EXCERPTED RECORDS:

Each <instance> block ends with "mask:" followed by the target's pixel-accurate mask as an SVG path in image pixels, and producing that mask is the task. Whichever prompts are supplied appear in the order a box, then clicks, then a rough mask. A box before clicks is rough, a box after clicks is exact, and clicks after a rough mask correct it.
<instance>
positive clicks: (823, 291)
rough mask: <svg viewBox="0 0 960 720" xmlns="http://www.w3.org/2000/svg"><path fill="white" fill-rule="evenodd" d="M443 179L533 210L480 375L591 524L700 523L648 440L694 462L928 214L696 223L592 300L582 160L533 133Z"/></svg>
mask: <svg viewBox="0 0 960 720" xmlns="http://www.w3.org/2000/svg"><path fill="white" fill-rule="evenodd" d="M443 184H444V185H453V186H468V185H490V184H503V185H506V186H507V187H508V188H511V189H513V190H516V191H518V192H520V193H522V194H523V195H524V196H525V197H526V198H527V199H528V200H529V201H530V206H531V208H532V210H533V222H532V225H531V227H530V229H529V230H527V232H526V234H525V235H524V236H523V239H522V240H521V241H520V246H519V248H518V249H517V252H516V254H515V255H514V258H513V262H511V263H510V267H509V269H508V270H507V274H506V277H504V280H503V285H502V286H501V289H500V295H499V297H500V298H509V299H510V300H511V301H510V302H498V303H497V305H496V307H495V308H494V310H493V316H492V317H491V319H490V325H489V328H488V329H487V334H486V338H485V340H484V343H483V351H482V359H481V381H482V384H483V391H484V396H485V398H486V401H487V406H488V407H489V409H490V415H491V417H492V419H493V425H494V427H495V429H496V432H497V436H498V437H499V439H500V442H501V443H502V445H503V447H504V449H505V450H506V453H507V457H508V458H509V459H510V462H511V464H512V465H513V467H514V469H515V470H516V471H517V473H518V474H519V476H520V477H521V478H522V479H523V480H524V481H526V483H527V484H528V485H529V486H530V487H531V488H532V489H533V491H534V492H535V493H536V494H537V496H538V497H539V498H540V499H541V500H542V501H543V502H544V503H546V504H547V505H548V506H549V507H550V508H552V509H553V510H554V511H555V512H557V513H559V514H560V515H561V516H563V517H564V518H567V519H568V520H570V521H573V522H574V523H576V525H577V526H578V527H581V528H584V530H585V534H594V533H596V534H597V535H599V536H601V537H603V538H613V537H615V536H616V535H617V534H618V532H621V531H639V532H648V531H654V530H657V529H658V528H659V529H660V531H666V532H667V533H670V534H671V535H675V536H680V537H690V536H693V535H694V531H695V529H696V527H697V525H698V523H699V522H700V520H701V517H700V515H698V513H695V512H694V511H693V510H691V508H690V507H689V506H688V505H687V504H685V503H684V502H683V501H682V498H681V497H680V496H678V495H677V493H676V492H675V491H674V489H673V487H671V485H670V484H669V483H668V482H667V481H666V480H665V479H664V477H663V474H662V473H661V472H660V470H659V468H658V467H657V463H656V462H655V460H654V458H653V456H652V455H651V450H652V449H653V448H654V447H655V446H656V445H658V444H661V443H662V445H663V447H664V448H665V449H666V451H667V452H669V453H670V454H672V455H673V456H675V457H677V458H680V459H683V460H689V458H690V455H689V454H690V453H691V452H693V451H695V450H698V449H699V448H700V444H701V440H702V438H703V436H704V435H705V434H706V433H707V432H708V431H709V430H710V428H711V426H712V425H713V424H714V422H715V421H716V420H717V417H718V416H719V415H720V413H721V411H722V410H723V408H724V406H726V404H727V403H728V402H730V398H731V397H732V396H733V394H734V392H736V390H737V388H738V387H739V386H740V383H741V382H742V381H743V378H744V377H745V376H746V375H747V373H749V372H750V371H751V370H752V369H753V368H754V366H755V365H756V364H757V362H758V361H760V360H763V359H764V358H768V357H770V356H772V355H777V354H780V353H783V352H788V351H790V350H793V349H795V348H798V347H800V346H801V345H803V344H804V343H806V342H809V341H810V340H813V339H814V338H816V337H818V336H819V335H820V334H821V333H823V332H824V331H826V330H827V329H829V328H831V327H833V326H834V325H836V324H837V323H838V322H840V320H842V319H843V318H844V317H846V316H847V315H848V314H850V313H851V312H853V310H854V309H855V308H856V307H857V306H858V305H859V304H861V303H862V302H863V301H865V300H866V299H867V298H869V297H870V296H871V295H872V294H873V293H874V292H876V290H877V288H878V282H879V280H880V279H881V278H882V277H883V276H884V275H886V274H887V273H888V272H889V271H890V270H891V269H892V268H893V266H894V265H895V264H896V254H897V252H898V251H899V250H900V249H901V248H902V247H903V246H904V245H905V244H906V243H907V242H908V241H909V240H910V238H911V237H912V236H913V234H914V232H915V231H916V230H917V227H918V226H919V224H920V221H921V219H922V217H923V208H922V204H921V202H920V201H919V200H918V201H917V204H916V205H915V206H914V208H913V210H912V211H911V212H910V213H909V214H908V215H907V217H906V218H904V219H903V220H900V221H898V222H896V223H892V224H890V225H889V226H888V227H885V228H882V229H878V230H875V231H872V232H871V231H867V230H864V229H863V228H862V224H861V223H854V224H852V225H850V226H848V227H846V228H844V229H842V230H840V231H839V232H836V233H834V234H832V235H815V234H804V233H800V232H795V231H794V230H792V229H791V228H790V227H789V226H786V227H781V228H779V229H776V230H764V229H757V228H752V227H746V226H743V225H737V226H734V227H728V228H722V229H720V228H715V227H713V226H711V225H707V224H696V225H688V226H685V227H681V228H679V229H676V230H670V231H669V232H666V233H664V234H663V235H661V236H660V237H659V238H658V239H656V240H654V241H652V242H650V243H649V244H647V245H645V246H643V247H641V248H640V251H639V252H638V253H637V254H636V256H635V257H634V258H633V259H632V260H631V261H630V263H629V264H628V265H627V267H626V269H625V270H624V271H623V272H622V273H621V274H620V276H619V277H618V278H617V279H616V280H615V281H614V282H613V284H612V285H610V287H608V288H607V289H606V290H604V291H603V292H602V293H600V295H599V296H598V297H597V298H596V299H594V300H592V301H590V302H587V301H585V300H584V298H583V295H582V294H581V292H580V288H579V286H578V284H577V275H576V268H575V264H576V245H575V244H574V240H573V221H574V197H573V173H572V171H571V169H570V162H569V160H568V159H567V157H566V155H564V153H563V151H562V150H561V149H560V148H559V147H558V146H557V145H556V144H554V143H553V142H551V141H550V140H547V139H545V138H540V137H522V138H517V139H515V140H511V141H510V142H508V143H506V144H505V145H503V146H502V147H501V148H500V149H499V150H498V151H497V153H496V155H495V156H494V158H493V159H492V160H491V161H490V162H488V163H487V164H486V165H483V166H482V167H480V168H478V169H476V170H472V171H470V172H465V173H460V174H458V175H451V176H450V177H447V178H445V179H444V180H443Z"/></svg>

ACTIVITY: From the records above, return each line that includes "rough".

COMPLETED TASK:
Each <instance> block ends with "mask:" followed by the target's pixel-accurate mask as an SVG path in image pixels, and producing that mask is the task. Whichever prompts are supplied appear in the order a box, then clicks, then a rough mask. A box before clicks is rough, a box after clicks is exact, and clicks after a rough mask correct it.
rough mask: <svg viewBox="0 0 960 720" xmlns="http://www.w3.org/2000/svg"><path fill="white" fill-rule="evenodd" d="M443 179L533 210L480 375L591 524L700 523L648 440L694 462L928 214L696 223L592 300L582 160L533 133Z"/></svg>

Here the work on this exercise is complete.